> **ФРАГМЕНТ ТЕКСТА**:

Действительно, если в советский период по идеологическим причинам абсолютно игнорировалась национально-культурная автономия, и на первое место превозносилась автономия территориальная, причем в смешанном варианте с элементами государственности, то на данный момент ситуация обратная. Вся современная государственная национальная политика направлена на развитие только одной их форм национального самоопределения – национально-культурную автономию[378].

Было бы логичным развивать оба направления национальной автономии – культурную и территориальную, так как именно в этих формах может найти свое выражение национальный суверенитет того или иного этноса.

При этом на наш взгляд, следует обратить внимание на, наряду с зарубежным опытом, огромный положительный опыт национально-территориальной автономии (именно автономии!) советского периода. Именно в этот период были разработаны многие теоретические положения, касающиеся принципов, критериев и форм организации территориальной автономии.

При рецепции советского опыта следует иметь в виду то, что вопросы государственности и автономии - это принципиально разные вопросы и смешивать этническое право на самоопределение с правом формирования государственноподобных образований, а тем более государств, не стоит.

Право на публично-правовое самоопределение в государственноподобных и государственных территориальных образованиях в условиях полиэтнических сообществ имеет все население территории, а не отдельные этносы.

Стоит отметить, что разные формы (виды) национальной автономии имеют разных носителей.

Национально-культурная автономия рассчитана, в первую очередь, на дисперсные этносы, которые в виде тех или иных диаспор находятся в массе инонационального населения. Сюда же, по все видимости, относится и так называемая корпоративная автономия.

Национально-территориальная автономия предназначена для компактно размещенных этносов имеющих элементарные возможности для организации самостоятельного публично-правового существования. Такие этносы в России есть, причем многие из них обладают богатым историческим государственно-правовым опытом.

Наука советского государственного права выработала критерии, по которым определялась конкретная форма и вид автономии, однако следует оговориться о том, что эти критерии носили теоретический характер и имели существенное расхождение с существовавшей государственно-правовой практикой.

В самом общем виде, по мнению Э.В. Тадевосяна многообразие форм советской автономии обусловлено «различиями в уровне социально-экономического, политического и культурного развития национальных районов, численности их населения, величине территории и ее географическом положении, в темпах классовой дифференциации и формирования национального рабочего класса, в степени национальной консолидации и развития национального самосознания, в характере и сложности межнациональных отношений, национальном составе населения и способе его расселения и т.д. В основе избрания той или иной формы национальной государственности всегда лежала свободное волеизъявление наций или народностей, опиравшееся на учет условий и интересов развития, как данного народа, так и всего многонационального государства в целом».[379]

В указанной трактовке критерии носят крайне субъективный и неопределенный характер, что противоречит природе самих критериев и принципам правового регулирования.

> **ЧТО НУЖНО СДЕЛАТЬ**: Извлеките из текста о национальной автономии отрывок от слов «При рецепции советского» до слов «не отдельные этносы.» включительно, ничего в нем не меняя. Перечень здесь никакой роли не играет.

> **ПЕРЕЧЕНЬ ЗАПИСЕЙ**:
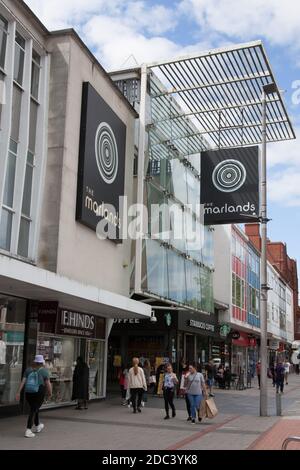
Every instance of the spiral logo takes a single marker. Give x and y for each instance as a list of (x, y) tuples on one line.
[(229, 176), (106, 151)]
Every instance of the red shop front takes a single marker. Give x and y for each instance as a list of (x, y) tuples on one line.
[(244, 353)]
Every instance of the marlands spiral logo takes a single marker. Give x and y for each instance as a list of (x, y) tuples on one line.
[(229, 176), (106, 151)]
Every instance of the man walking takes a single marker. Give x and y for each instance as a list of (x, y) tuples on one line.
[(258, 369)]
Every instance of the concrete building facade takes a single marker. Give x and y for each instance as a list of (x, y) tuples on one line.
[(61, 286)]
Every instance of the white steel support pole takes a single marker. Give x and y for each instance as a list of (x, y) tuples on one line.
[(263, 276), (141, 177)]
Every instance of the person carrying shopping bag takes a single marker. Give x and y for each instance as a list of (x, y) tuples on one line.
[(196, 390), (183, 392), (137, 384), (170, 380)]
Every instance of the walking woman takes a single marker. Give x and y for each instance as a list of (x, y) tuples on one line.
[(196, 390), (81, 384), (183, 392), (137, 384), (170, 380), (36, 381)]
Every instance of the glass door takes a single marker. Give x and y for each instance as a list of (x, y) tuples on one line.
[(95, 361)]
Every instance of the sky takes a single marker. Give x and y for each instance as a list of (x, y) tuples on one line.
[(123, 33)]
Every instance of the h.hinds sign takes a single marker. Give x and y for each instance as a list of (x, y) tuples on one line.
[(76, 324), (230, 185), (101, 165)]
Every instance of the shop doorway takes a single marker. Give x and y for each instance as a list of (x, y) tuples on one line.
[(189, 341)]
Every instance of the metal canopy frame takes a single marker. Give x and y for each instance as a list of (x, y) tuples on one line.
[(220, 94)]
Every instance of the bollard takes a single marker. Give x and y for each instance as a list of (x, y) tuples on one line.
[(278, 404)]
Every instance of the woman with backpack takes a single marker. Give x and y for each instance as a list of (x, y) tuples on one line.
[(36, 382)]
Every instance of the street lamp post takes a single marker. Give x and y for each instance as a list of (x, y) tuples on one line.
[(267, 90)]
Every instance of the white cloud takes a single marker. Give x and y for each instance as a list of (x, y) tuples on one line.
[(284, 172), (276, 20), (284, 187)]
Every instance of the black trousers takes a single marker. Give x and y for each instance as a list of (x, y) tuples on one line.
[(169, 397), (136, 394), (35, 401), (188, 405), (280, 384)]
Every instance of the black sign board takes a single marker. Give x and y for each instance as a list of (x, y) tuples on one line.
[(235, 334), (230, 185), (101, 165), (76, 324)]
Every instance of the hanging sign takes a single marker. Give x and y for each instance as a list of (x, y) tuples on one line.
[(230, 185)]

...

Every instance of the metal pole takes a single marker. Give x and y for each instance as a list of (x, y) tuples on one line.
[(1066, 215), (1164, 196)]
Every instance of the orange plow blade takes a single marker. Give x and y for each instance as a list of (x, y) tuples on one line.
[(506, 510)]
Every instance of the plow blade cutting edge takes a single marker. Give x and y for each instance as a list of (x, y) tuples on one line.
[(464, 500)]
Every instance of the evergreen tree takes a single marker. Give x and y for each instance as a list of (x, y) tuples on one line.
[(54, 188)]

> **ПОЛНЫЙ ОТВЕТ**:
При рецепции советского опыта следует иметь в виду то, что вопросы государственности и автономии - это принципиально разные вопросы и смешивать этническое право на самоопределение с правом формирования государственноподобных образований, а тем более государств, не стоит.

Право на публично-правовое самоопределение в государственноподобных и государственных территориальных образованиях в условиях полиэтнических сообществ имеет все население территории, а не отдельные этносы.